(Coordinate annotation entries)
◇ ◇ ◇ ◇

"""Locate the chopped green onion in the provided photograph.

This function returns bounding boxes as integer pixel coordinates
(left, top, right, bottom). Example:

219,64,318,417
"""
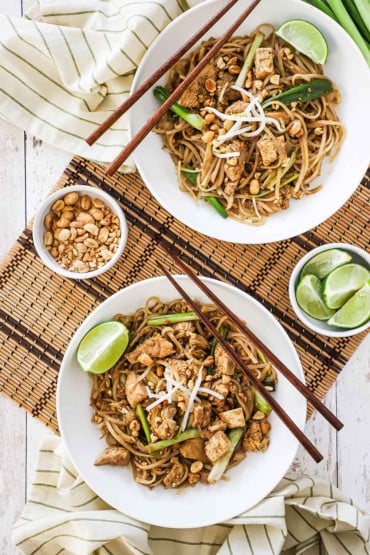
262,79,333,108
153,86,206,131
148,428,200,451
328,0,370,65
181,164,228,218
343,0,370,42
136,403,152,443
207,428,244,484
254,390,271,416
235,31,265,87
146,311,199,326
304,0,336,21
204,197,228,218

◇ ◇ ◇ ◇

Problem description -
Rewrite the lines above, substituting "sliced scallion" for "chopped green onion" and leaving everything else as it is. Omit the pictures from your answer.

Written response -
"""Locate the sliced scallion in the provided photograph.

This function returns bounding boxes as integer pixel coordinates
(left, top, right, bottom). Example:

219,64,318,417
"""
262,79,333,108
153,86,206,131
148,428,200,451
328,0,370,65
181,164,228,218
343,0,370,42
136,403,152,443
207,428,244,484
254,390,271,416
235,31,265,87
146,311,199,326
304,0,336,21
204,197,228,218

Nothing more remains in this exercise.